### DOCUMENT EXCERPT
The price premium for solar is based on 2012 price patterns.  The wholesale electricity spot price in Great Britain is weighted by solar output in Germany over 12 representative days (one per month), allowing for the one hour time difference between Germany and the UK to get the output pattern for notional imports (data was Italy or Spain would yield slightly different results, but the general pattern would be the same).  This is compared with the time-weighted average over the year, which is assumed to be the price received by nuclear power. 

Peak prices during winter evenings contain an element of payment for capacity.  This is added to the value of nuclear relative to solar in this calculation.  However an element of capacity value has already been included as a separate item in the adjustment (see above).  As noted in the main text, there is potentially an element of double counting here, with the value of capacity for nuclear being available at the peak included both in this and the capacity adjustment itself.  This calculation combined with the capacity cost above may thus understate the present premium value of the solar output pattern, and so the assumption is somewhat favourable for nuclear.

Adjustment for contract duration is based on comparison of cash flows from a 20 year and 35 year contract.  The calculation assumes the 2012 baseload market prices prevail in real terms in years 21-35 of the contract (approximately 2044 – 2058), but adjusted to allow for a carbon price of £30/tCO2, based on the government’s stated price target for 2020.  There is a stated goal of increasing the carbon price beyond this level, but the achievability of such a high carbon price remains unclear, and is not regarded as a base case for the purposes of this calculation.  The calculation assumes 8% real terms discount rate (real, pre-tax).  A further adjustment could be made to take account of the lower risk of the revenue stream from the fixed price contract, which would further increase the value of the longer term nuclear contract.

### PROVIDED MATERIAL
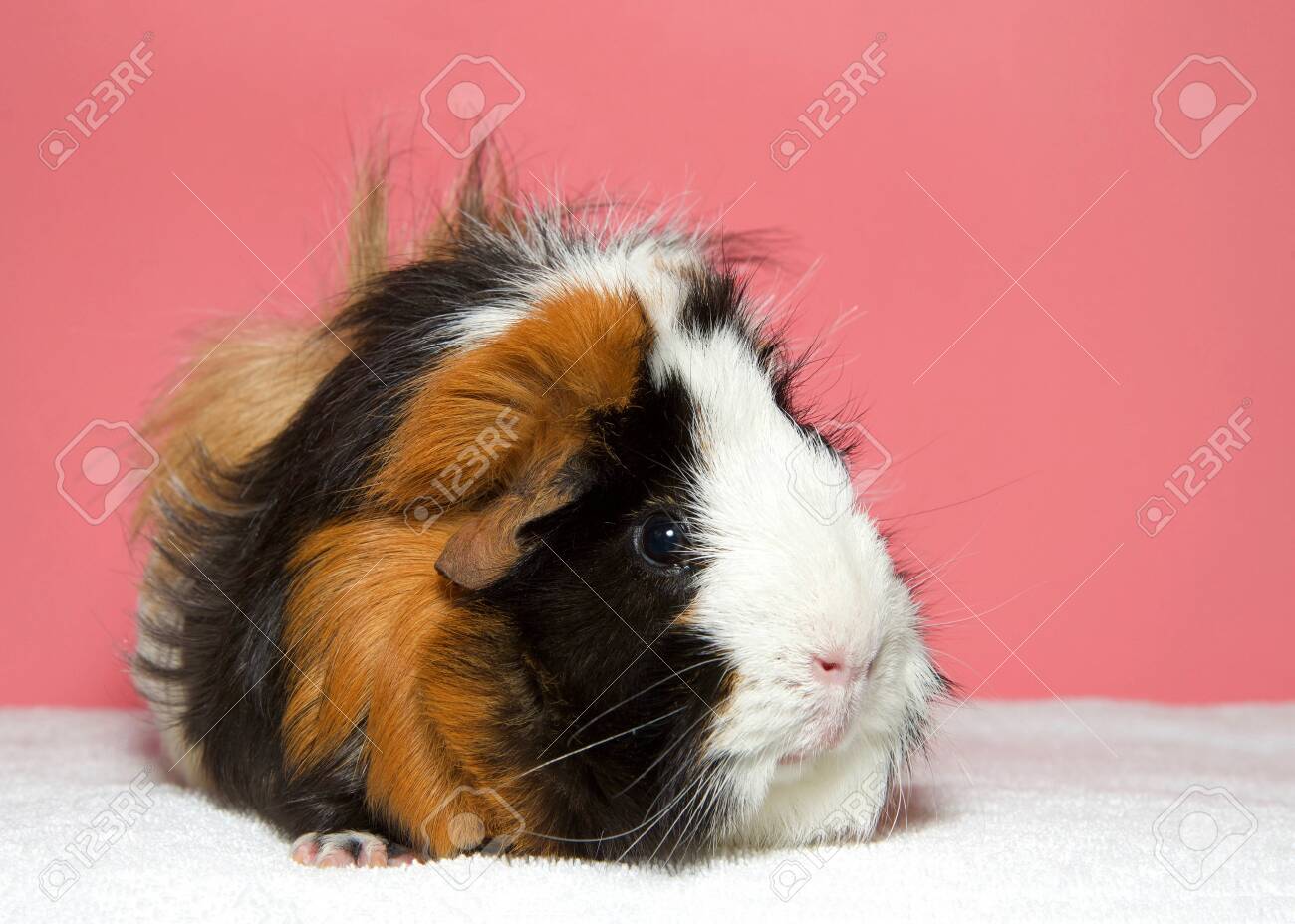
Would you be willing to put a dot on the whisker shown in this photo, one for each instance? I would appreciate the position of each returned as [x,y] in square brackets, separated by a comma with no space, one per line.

### REQUIRED WORK
(1) Transcribe everything from "The price premium" down to "by nuclear power." in the passage on solar and nuclear price adjustments.
(2) According to the passage on solar and nuclear price adjustments, what discount rate does the contract duration calculation assume?

### RESULTS IN ORDER
(1)
The price premium for solar is based on 2012 price patterns.  The wholesale electricity spot price in Great Britain is weighted by solar output in Germany over 12 representative days (one per month), allowing for the one hour time difference between Germany and the UK to get the output pattern for notional imports (data was Italy or Spain would yield slightly different results, but the general pattern would be the same).  This is compared with the time-weighted average over the year, which is assumed to be the price received by nuclear power.

(2) It assumes an 8% real, pre-tax discount rate.